───── GIVEN RECORDS

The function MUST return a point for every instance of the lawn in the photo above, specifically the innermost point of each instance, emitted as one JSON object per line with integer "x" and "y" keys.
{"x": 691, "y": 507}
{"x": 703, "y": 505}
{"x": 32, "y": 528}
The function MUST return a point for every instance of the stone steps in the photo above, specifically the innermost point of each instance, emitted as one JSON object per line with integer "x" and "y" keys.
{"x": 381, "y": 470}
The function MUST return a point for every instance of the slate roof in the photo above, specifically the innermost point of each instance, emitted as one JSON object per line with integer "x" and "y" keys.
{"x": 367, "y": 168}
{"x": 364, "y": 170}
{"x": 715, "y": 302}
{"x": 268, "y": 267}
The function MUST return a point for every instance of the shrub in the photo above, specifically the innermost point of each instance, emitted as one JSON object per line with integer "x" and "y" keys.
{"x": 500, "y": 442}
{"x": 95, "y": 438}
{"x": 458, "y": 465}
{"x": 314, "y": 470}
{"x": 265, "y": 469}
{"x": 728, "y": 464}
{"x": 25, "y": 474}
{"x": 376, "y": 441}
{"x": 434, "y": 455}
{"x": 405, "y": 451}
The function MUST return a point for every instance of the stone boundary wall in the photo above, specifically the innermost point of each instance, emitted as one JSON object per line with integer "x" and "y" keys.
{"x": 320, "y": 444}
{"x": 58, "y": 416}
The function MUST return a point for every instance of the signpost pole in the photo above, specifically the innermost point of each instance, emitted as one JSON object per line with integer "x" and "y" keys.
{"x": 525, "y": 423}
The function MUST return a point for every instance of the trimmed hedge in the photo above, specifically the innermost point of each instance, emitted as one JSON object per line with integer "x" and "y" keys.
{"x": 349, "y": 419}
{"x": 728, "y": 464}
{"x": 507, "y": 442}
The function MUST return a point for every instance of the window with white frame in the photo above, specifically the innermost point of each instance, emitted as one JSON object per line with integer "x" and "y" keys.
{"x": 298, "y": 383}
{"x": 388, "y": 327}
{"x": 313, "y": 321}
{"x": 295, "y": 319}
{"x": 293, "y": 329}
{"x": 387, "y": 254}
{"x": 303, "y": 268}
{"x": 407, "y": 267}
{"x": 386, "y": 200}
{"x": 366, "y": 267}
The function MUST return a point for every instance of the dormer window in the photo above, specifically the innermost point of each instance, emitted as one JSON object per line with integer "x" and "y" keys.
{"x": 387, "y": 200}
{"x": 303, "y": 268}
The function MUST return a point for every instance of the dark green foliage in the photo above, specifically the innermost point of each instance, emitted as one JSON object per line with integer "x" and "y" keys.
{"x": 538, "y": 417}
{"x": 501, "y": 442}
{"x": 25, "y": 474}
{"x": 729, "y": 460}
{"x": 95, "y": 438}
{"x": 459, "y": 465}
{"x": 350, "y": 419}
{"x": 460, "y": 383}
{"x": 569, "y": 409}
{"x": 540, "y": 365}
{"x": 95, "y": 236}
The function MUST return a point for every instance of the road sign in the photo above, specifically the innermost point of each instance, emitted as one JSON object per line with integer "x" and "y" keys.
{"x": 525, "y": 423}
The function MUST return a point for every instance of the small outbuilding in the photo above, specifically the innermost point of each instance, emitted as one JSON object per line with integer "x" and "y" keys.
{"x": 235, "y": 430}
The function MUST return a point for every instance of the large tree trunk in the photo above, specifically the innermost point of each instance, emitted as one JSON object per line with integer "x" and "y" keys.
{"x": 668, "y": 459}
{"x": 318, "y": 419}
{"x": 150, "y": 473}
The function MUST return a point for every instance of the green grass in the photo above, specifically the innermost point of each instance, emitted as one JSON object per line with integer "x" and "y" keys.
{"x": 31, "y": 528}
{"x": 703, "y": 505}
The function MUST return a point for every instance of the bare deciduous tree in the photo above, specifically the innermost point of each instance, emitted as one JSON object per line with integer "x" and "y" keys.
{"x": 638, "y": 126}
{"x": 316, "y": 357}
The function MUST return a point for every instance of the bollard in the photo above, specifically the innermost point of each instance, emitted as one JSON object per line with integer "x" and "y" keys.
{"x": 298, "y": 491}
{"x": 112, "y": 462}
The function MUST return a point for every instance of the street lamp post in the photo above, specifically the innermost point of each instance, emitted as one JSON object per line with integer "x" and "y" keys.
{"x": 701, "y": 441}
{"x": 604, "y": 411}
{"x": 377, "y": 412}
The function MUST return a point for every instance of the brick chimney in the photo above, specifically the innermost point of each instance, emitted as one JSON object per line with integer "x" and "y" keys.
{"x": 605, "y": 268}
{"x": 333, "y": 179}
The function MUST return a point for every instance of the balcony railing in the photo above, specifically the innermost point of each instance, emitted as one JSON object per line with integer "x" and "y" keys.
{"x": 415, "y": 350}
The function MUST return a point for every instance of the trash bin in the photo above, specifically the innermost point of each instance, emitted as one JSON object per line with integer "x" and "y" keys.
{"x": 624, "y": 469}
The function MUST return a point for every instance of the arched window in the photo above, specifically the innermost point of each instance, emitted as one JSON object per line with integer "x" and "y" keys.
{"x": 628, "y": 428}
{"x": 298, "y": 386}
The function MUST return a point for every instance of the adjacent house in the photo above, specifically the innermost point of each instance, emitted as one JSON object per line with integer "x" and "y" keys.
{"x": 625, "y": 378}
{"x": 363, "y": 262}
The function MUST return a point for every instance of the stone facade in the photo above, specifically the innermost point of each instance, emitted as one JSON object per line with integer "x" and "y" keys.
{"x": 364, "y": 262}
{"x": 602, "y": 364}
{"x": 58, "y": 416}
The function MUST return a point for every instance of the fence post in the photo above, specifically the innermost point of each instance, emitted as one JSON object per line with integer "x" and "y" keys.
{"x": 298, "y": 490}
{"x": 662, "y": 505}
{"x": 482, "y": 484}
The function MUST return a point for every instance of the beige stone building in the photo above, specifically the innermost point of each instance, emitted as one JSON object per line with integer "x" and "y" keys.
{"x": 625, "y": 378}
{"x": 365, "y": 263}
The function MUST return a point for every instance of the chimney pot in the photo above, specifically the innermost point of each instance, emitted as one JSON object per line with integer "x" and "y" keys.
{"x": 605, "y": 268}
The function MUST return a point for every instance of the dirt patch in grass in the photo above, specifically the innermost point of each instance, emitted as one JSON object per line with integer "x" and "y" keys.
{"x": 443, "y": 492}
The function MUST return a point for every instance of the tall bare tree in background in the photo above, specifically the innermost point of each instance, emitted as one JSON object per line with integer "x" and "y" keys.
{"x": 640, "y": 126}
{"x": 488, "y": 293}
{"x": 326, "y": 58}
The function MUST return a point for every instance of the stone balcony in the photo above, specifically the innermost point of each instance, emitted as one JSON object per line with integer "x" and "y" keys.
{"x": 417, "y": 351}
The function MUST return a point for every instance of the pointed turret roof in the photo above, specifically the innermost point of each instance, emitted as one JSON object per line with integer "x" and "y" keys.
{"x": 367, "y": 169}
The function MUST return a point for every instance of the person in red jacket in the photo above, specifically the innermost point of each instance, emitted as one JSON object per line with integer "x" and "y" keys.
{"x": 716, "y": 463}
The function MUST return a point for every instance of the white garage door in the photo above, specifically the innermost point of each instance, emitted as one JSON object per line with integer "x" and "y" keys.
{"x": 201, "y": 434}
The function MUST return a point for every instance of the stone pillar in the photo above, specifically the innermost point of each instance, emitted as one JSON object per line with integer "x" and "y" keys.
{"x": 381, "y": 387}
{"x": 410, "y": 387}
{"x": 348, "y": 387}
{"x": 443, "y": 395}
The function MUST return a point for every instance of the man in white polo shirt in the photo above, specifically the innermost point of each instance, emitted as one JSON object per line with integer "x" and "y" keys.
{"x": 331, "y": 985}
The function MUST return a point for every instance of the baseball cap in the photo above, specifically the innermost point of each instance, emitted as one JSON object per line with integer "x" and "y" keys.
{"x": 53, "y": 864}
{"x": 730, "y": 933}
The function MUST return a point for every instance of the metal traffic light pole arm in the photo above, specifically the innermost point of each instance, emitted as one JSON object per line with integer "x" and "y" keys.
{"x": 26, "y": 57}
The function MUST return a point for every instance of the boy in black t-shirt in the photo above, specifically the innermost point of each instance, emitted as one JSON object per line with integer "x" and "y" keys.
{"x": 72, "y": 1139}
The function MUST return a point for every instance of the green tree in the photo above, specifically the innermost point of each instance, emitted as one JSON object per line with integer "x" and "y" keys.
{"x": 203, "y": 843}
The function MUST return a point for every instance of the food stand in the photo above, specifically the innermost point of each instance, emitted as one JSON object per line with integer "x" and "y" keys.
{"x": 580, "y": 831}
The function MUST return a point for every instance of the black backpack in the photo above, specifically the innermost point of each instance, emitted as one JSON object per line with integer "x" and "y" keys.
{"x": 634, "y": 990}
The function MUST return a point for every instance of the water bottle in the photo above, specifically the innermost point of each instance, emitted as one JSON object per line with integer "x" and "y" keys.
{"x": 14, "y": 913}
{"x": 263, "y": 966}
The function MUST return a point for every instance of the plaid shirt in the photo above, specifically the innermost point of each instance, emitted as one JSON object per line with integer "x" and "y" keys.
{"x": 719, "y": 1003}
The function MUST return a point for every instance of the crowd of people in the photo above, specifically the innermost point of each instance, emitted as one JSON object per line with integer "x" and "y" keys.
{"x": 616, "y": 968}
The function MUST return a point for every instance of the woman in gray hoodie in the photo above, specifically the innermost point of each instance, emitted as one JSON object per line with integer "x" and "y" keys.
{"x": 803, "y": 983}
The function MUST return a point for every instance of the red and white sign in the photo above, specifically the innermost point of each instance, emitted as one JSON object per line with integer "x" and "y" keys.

──────────

**EXERCISE DESCRIPTION:**
Extract, verbatim, the lines from the one containing "of the water" through the last line of the listing above.

**SOLUTION TO THE EXERCISE:**
The function MUST return a point for every instance of the water bottle in the photo above, specifically the innermost point of each instance, emitted as one JSON object per line with integer "x" and "y" keys.
{"x": 14, "y": 913}
{"x": 263, "y": 966}
The function MUST return a point for every instance of the plaid shirt in the photo above, specifically the innermost point of each instance, emitted as one JSON object per line with integer "x" and "y" keys.
{"x": 719, "y": 1003}
The function MUST return a point for every instance of the crowd of people in the photo above, specifically the innermost point of each instance, emitted as one JSON object per line with integer "x" and "y" keys.
{"x": 616, "y": 968}
The function MUST return a point for every instance of the woman in gray hoodie in the photo above, specifically the innermost point of each instance, emitted as one JSON object per line with integer "x" and "y" keys.
{"x": 803, "y": 983}
The function MUST return a point for every instance of the red and white sign in the photo above, specifically the innermost point of each instance, emitted as one JSON object per line with integer "x" and "y" keys.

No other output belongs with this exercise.